Make an exact copy of all the entries, but do not reproduce the pictures.

-------

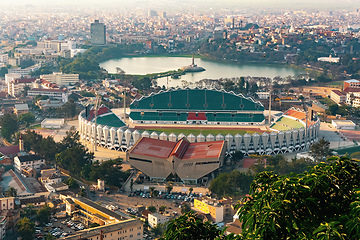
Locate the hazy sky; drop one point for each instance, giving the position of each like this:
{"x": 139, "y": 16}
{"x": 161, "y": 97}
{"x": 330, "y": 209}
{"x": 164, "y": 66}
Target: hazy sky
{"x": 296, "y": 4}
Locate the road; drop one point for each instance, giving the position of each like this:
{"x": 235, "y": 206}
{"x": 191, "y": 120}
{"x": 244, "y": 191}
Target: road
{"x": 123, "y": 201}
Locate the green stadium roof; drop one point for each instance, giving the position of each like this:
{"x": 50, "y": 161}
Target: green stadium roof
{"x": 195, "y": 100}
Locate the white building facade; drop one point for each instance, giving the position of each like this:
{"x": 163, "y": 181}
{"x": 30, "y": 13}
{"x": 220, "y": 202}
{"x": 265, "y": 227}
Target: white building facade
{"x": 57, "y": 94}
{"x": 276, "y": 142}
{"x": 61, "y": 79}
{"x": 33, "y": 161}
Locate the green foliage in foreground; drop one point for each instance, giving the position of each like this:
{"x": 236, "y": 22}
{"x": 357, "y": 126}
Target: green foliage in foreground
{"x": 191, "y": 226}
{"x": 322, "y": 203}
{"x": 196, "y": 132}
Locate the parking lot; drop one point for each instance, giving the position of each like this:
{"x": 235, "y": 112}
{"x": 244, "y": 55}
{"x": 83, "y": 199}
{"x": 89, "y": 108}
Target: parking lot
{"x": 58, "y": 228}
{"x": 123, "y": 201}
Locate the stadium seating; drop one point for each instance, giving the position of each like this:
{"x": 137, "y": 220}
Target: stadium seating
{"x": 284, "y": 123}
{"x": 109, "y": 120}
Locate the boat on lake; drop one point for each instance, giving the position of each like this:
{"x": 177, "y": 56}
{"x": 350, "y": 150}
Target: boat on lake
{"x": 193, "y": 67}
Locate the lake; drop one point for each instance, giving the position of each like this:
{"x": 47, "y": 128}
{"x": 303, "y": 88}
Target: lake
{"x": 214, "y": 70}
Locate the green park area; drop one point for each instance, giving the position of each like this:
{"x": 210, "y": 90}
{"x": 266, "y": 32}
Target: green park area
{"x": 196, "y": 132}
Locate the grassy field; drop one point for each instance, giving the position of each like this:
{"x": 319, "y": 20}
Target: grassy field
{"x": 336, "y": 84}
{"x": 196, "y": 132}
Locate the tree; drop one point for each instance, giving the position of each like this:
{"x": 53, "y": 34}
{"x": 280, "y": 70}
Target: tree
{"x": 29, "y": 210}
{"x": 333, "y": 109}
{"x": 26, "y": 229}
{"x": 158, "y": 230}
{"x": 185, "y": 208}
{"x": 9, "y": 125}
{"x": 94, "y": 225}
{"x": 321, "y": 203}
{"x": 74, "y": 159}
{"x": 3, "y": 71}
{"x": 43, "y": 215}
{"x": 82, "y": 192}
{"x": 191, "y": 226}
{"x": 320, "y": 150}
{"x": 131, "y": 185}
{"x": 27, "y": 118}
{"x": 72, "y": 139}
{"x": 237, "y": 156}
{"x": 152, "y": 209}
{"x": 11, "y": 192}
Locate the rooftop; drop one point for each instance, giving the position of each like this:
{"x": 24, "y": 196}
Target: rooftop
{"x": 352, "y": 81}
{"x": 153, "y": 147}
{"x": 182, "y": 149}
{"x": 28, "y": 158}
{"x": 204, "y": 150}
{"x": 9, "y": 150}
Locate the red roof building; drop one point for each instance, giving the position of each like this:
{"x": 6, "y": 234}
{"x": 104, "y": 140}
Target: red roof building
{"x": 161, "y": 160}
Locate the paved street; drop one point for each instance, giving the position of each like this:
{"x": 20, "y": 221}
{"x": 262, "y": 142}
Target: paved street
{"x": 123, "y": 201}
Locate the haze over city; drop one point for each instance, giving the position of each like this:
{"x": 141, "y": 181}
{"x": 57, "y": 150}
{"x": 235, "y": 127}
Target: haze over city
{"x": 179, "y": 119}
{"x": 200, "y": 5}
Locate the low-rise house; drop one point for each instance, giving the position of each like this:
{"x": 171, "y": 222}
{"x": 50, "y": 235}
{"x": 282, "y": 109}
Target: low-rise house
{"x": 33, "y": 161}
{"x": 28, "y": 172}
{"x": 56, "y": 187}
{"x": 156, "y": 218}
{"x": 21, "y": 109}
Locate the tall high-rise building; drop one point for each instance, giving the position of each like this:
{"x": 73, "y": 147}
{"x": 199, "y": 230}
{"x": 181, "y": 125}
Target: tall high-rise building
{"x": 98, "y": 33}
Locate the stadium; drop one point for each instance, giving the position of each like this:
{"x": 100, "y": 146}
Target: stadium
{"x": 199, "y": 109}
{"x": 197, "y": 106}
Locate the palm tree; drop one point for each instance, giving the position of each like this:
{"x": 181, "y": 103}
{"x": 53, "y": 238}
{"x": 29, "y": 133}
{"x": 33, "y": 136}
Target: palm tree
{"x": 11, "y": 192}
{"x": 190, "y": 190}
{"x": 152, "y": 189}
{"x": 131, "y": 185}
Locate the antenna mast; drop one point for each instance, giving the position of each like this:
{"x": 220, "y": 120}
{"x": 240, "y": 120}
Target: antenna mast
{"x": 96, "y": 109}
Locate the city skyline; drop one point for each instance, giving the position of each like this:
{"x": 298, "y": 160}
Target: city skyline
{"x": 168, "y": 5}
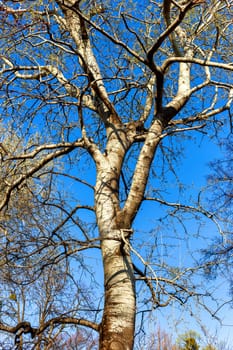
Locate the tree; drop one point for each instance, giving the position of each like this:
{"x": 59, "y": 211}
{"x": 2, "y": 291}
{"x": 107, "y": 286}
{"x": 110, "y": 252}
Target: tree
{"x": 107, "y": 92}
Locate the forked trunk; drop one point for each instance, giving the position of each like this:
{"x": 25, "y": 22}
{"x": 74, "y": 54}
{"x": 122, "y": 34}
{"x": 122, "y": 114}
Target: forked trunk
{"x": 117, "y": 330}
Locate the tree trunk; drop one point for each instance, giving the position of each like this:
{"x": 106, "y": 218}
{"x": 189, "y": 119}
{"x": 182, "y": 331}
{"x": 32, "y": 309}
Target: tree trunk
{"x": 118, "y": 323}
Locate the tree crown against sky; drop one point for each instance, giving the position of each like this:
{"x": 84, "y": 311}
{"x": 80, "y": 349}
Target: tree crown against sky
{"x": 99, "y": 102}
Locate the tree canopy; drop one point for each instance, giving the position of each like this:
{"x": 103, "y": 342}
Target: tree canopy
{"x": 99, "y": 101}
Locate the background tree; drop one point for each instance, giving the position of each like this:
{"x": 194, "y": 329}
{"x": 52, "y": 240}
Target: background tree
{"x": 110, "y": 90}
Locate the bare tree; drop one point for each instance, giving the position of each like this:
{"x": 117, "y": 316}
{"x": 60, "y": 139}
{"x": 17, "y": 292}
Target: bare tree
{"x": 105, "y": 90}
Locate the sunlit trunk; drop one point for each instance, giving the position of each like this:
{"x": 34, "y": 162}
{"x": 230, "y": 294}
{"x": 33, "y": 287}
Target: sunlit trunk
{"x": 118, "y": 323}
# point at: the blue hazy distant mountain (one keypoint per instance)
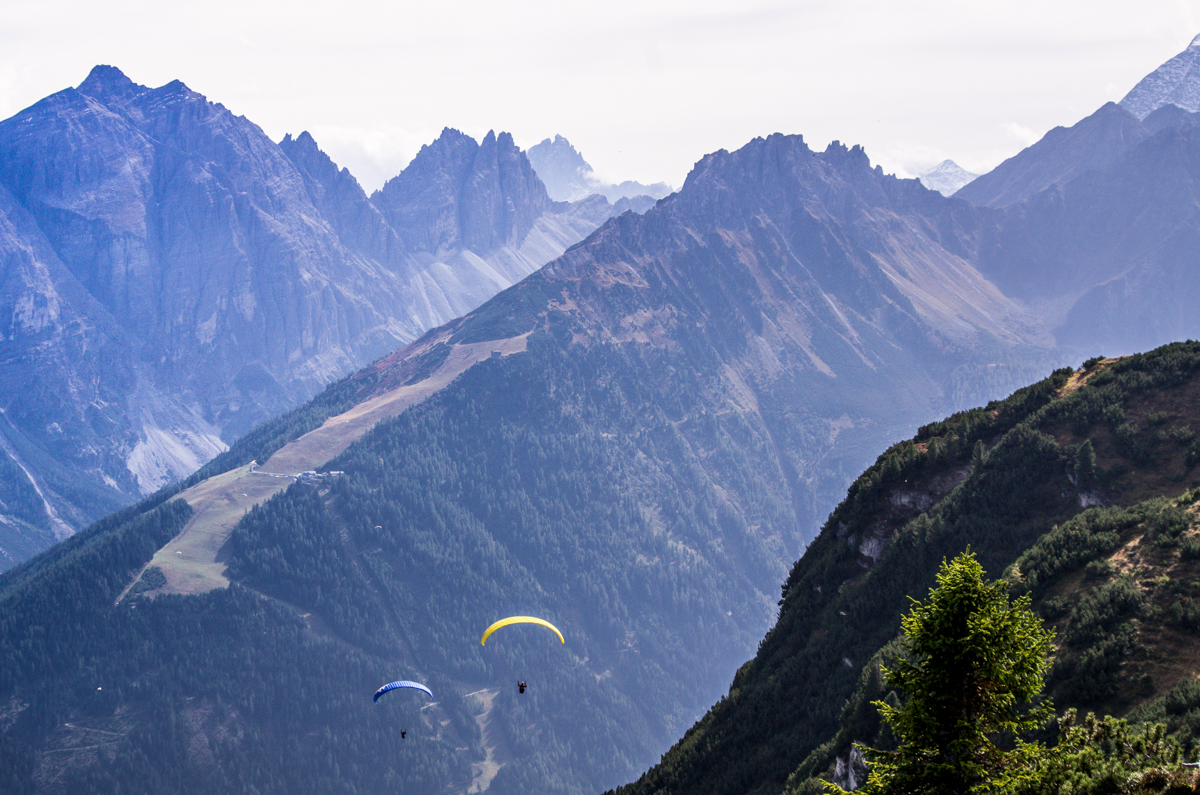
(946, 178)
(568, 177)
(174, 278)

-------

**Exercise output**
Locate the hazy sky; drop one point for each instance, giving the position of each like this:
{"x": 139, "y": 16}
{"x": 161, "y": 97}
{"x": 330, "y": 209}
{"x": 164, "y": 66}
Target: hazy sky
{"x": 296, "y": 4}
Locate the road; drop one point for each instance, giving the position of each like this:
{"x": 235, "y": 206}
{"x": 191, "y": 120}
{"x": 244, "y": 191}
Target: road
{"x": 123, "y": 201}
Locate the green stadium roof; drop one point for each instance, giving the position of each like this:
{"x": 50, "y": 161}
Target: green stadium roof
{"x": 195, "y": 100}
Locate the white building facade; drop one point for each instance, giving the position of each like this:
{"x": 163, "y": 181}
{"x": 30, "y": 13}
{"x": 220, "y": 202}
{"x": 265, "y": 227}
Target: white building facade
{"x": 57, "y": 94}
{"x": 276, "y": 142}
{"x": 61, "y": 79}
{"x": 33, "y": 161}
Locate the green foliage in foreground; drop one point for each instance, giving the position of each like this:
{"x": 236, "y": 22}
{"x": 357, "y": 126}
Target: green foliage in foreground
{"x": 191, "y": 226}
{"x": 322, "y": 203}
{"x": 196, "y": 132}
Locate the parking lot; drop one point for each instance, giving the position of each like this:
{"x": 235, "y": 112}
{"x": 244, "y": 55}
{"x": 83, "y": 199}
{"x": 89, "y": 108}
Target: parking lot
{"x": 58, "y": 228}
{"x": 123, "y": 201}
Locate the stadium seating; drop one point for each instance, giving the position of each like this:
{"x": 137, "y": 220}
Target: stadium seating
{"x": 284, "y": 123}
{"x": 109, "y": 120}
Locate the boat on lake; drop one point for each instance, giving the position of each like this:
{"x": 177, "y": 56}
{"x": 350, "y": 150}
Target: boat on lake
{"x": 193, "y": 67}
Locate the lake; drop one point for each instance, giving the position of each like this:
{"x": 47, "y": 128}
{"x": 303, "y": 88}
Target: lake
{"x": 214, "y": 70}
Locate the green park area; drop one point for each instance, giving the position of each like this:
{"x": 210, "y": 90}
{"x": 266, "y": 32}
Target: green park area
{"x": 196, "y": 132}
Locate the grassy field; drop one point for each instance, giving the position of each like this:
{"x": 319, "y": 20}
Target: grassy field
{"x": 336, "y": 84}
{"x": 196, "y": 132}
Locate the tree; drop one point for each instance, giving the position of each like this:
{"x": 53, "y": 34}
{"x": 280, "y": 70}
Target: tree
{"x": 29, "y": 210}
{"x": 333, "y": 109}
{"x": 26, "y": 229}
{"x": 158, "y": 230}
{"x": 185, "y": 208}
{"x": 9, "y": 125}
{"x": 94, "y": 225}
{"x": 321, "y": 203}
{"x": 74, "y": 159}
{"x": 3, "y": 71}
{"x": 43, "y": 215}
{"x": 82, "y": 192}
{"x": 191, "y": 226}
{"x": 320, "y": 150}
{"x": 131, "y": 185}
{"x": 27, "y": 118}
{"x": 72, "y": 139}
{"x": 237, "y": 156}
{"x": 152, "y": 209}
{"x": 11, "y": 192}
Locate the rooftop; drop one point for each instance, giving the position of each like this:
{"x": 24, "y": 196}
Target: rooftop
{"x": 352, "y": 81}
{"x": 153, "y": 147}
{"x": 182, "y": 149}
{"x": 28, "y": 158}
{"x": 204, "y": 150}
{"x": 9, "y": 150}
Locate the red roof building; drop one point for each instance, giving the position of each like this:
{"x": 6, "y": 234}
{"x": 104, "y": 140}
Target: red roof building
{"x": 161, "y": 160}
Locate the paved street; drop one point for each instance, giving the position of each like this:
{"x": 20, "y": 221}
{"x": 262, "y": 142}
Target: paved street
{"x": 123, "y": 201}
Locate the haze over city; drop one point for each instance, giving the position of each like this:
{"x": 141, "y": 181}
{"x": 57, "y": 150}
{"x": 235, "y": 127}
Target: haze over city
{"x": 179, "y": 119}
{"x": 200, "y": 5}
Locate the low-rise house; drop one point for each instance, giving the position of each like this:
{"x": 171, "y": 222}
{"x": 50, "y": 235}
{"x": 282, "y": 109}
Target: low-rise house
{"x": 33, "y": 161}
{"x": 28, "y": 172}
{"x": 56, "y": 187}
{"x": 156, "y": 218}
{"x": 21, "y": 109}
Locate the tall high-rise building; drop one point for each instance, giving the position of each like this:
{"x": 73, "y": 147}
{"x": 199, "y": 230}
{"x": 181, "y": 125}
Target: tall high-rise building
{"x": 98, "y": 33}
Locate the stadium; drop one point for each instance, giving the position of each like this:
{"x": 100, "y": 146}
Target: stadium
{"x": 199, "y": 109}
{"x": 197, "y": 106}
Locate the palm tree; drop one point for each instance, giving the position of each like this:
{"x": 181, "y": 103}
{"x": 53, "y": 238}
{"x": 29, "y": 133}
{"x": 33, "y": 136}
Target: palm tree
{"x": 11, "y": 192}
{"x": 190, "y": 190}
{"x": 152, "y": 189}
{"x": 131, "y": 185}
Locate the antenna mast; drop one point for each instance, giving the position of each like this:
{"x": 220, "y": 120}
{"x": 240, "y": 120}
Target: antenna mast
{"x": 96, "y": 109}
Locate the city skyline; drop one point for each instance, giving the position of each like this:
{"x": 298, "y": 160}
Target: city skyline
{"x": 168, "y": 5}
Locate the tree; drop one point for each instance, giving the position of each like this:
{"x": 59, "y": 211}
{"x": 2, "y": 291}
{"x": 107, "y": 286}
{"x": 110, "y": 252}
Target: tree
{"x": 107, "y": 92}
Locate the forked trunk; drop one point for each instance, giving the position of each like this:
{"x": 25, "y": 22}
{"x": 74, "y": 54}
{"x": 122, "y": 34}
{"x": 122, "y": 114}
Target: forked trunk
{"x": 117, "y": 330}
Locate the tree trunk; drop one point for each instance, giving the position of each like this:
{"x": 106, "y": 218}
{"x": 189, "y": 119}
{"x": 182, "y": 331}
{"x": 32, "y": 309}
Target: tree trunk
{"x": 118, "y": 323}
Locate the tree crown against sky; drop one point for each instance, giving the position of each like this:
{"x": 84, "y": 311}
{"x": 80, "y": 349}
Target: tree crown against sky
{"x": 99, "y": 102}
Locate the tree canopy; drop one point for each instance, giving the position of each like this:
{"x": 103, "y": 342}
Target: tree canopy
{"x": 99, "y": 101}
Locate the background tree; drop one point for each instance, giving the position of each like this:
{"x": 194, "y": 329}
{"x": 52, "y": 240}
Target: background tree
{"x": 110, "y": 90}
Locate the bare tree; drop one point for each instance, giving the position of each like this:
{"x": 117, "y": 316}
{"x": 60, "y": 139}
{"x": 17, "y": 292}
Target: bare tree
{"x": 105, "y": 90}
Locate the sunlit trunk; drop one point for each instance, giving the position of each like this:
{"x": 34, "y": 162}
{"x": 230, "y": 294}
{"x": 33, "y": 287}
Target: sunlit trunk
{"x": 118, "y": 323}
# point at: the blue hazy distant mountain (one keypoint per instance)
(946, 178)
(568, 177)
(174, 278)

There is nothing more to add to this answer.